§ Kutipan Terpilih
┌────────

Menuju konten utama
Al-Ilmu Nuurun

Abbas Ibnu Firnas: Pionir Penerbangan dari Andalusia

Dia ahli dalam sejumlah bidang sains, musik, dan puisi. Ia dikenal sebagai pionir penciptaan parasut dan pesawat glider. Kini namanya abadi dalam sejarah.

Abbas Ibnu Firnas: Pionir Penerbangan dari Andalusia
Abbas Ibnu Firnas, pionir penerbangan dari Andalusia.

tirto.id - Terbang setidaknya sudah jadi mimpi manusia sejak zaman Yunani Kuno.

Dalam mitologi Yunani, ada kisah tentang Ikarus putra Daedalus yang berhasil lepas landas dengan sayap rakitan sederhana (berbahan bulu dan lilin) tetapi akhirnya nyungsep ke laut karena ia terbang terlalu dekat dengan matahari sehingga lilin sayapnya mencair.

Jauh setelah peradaban Yunani sepi, impian untuk terbang itu tak pudar. Salah satu orang yang berupaya mewujudkannya ialah Abbas Ibnu Firnas. Ia hidup pada abad ke-9, enam ratus tahun lebih dulu ketimbang Leonardo Da Vinci (abad ke-15), jenius yang juga ingin terbang. Karena orang tak dapat memilih waktu kelahirannya, tak perlu heran jika Abbas mendahului Da Vinci dalam bidang kedirgantaraan.

Menurut John Hill dalam Andalucia: A Cultural History (2008), Abbas diperkirakan lahir pada tahun 810 di Izn-Rand Onda, Andalusia. Semasa hidupnya, ia dilingkupi kemeriahan peradaban Islam di negeri tersebut. Abbas tumbuh sebagai penyair sekaligus ahli matematika, fisika, kimia, dan teknik.

Abbas pernah membuat jam air yang dinamai Al-Maqata dan kaca berbahan pasir. Menurut Ana Ruiz dalam Vibrant Andalusia: The Spice of Life in Southern Spain (2007), “Ia juga membuat kompilasi tabel gerak planet. Ia begitu kreatif dan serbabisa. Abbas punya reputasi sebagai seorang yang eksentrik dengan bermacam minat dan penemuan.”

Dalam kiprahnya yang luas di bidang ilmu pengetahuan dan teknologi, Abbas punya satu sumbangan cemerlang yang diakui secara luas, termasuk oleh dunia Barat.

“Pada tahun 852, ia melompat dari menara masjid dengan jubah besar. Beberapa orang menganggapnya sebagai parasut pertama,” tulis John Hill. Menurut tulisan Steve Pitt, dalam Day of the Flying Fox: The True Story of World War II Pilot Charley Fox (2008), percobaan gila itu membuat Abbas bonyok di sana-sini, tetapi nyawanya selamat.

Abbas tidak puas. Ia kemudian membuat “mesin” terbang sederhana berupa sayap berangka kayu: sebuah glider. Alat itu ia ciptakan berdasarkan pengamatannya terhadap burung-burung.

└────────

§ Soal Singkat 1
Sebutkan semua judul buku yang dirujuk dalam artikel tentang Abbas Ibnu Firnas, masing-masing beserta nama penulisnya.
§ Soal Singkat 2
Jawablah pertanyaan berikut berdasarkan artikel tentang Abbas Ibnu Firnas.
(a) Pada tahun berapa dan di mana Abbas diperkirakan lahir?
(b) Apa nama jam air yang pernah dibuat Abbas?
(c) Pada tahun berapa Abbas melompat dari menara masjid dengan jubah besar?
§ Soal Singkat 3
Kutiplah bagian artikel tentang Abbas Ibnu Firnas yang diawali dengan kata-kata yang memuat "Menurut John Hill" dan diakhiri dengan "kimia, dan teknik.".
Baris-baris data sesudah teks ini tidak diperlukan.

(Entri data tersimpan)
┌────────

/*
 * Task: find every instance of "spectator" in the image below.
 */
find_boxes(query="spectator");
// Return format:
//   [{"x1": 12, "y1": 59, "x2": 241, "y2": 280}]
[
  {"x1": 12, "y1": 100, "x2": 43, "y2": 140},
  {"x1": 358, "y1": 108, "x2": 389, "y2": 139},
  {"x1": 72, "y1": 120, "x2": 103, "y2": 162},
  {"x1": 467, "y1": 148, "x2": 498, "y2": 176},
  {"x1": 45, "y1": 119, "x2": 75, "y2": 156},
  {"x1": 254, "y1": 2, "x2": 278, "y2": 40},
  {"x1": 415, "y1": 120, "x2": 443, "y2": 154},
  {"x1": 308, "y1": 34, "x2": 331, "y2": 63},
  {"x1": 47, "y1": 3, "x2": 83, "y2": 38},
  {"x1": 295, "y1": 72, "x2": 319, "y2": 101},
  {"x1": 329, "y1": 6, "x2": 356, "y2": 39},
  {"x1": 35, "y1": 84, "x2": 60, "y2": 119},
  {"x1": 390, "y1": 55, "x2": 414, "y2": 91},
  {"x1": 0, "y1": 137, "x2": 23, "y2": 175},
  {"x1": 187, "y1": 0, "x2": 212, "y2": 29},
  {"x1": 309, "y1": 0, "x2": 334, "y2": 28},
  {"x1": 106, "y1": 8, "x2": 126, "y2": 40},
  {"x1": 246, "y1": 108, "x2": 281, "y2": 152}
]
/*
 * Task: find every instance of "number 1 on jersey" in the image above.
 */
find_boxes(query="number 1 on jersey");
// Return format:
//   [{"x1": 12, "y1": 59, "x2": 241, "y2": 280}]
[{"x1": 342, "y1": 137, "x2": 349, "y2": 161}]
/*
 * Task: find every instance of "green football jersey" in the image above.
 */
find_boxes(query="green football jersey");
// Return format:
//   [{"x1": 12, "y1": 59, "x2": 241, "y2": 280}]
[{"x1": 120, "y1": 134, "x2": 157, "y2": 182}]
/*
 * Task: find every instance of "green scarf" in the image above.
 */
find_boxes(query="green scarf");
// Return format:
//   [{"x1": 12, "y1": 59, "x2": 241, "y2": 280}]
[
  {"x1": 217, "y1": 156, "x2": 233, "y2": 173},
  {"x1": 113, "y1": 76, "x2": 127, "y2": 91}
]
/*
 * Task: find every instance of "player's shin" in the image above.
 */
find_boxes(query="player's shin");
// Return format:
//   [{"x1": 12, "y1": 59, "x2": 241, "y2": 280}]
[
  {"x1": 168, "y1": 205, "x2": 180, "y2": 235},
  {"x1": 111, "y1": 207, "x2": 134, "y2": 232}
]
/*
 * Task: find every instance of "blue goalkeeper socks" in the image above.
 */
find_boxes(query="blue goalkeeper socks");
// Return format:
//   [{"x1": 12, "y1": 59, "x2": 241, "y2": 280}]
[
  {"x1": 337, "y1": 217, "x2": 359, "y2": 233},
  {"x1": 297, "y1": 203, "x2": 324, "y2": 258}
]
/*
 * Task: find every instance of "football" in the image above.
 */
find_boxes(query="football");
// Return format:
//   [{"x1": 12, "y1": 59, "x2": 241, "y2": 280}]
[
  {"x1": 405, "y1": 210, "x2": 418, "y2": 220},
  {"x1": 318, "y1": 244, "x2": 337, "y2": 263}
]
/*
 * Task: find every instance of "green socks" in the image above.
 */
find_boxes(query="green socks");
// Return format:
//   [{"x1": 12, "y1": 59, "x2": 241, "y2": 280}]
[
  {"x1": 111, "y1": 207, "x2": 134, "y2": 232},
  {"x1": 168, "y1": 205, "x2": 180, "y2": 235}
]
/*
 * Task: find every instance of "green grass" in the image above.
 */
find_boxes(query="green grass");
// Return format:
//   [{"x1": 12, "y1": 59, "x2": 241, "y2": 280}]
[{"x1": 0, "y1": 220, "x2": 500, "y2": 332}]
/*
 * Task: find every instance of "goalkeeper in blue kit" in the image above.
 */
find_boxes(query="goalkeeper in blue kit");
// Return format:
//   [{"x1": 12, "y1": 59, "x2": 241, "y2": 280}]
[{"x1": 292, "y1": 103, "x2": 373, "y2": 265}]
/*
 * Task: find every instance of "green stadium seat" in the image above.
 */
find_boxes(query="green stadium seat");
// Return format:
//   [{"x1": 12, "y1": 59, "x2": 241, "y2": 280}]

└────────

§ Jawaban Benar 1
- Andalucia: A Cultural History (2008), oleh John Hill
- Vibrant Andalusia: The Spice of Life in Southern Spain (2007), oleh Ana Ruiz
- Day of the Flying Fox: The True Story of World War II Pilot Charley Fox (2008), oleh Steve Pitt

§ Jawaban Benar 2
(a) Tahun 810, di Izn-Rand Onda, Andalusia.
(b) Al-Maqata.
(c) Tahun 852.

§ Jawaban Benar 3
Menurut John Hill dalam Andalucia: A Cultural History (2008), Abbas diperkirakan lahir pada tahun 810 di Izn-Rand Onda, Andalusia. Semasa hidupnya, ia dilingkupi kemeriahan peradaban Islam di negeri tersebut. Abbas tumbuh sebagai penyair sekaligus ahli matematika, fisika, kimia, dan teknik.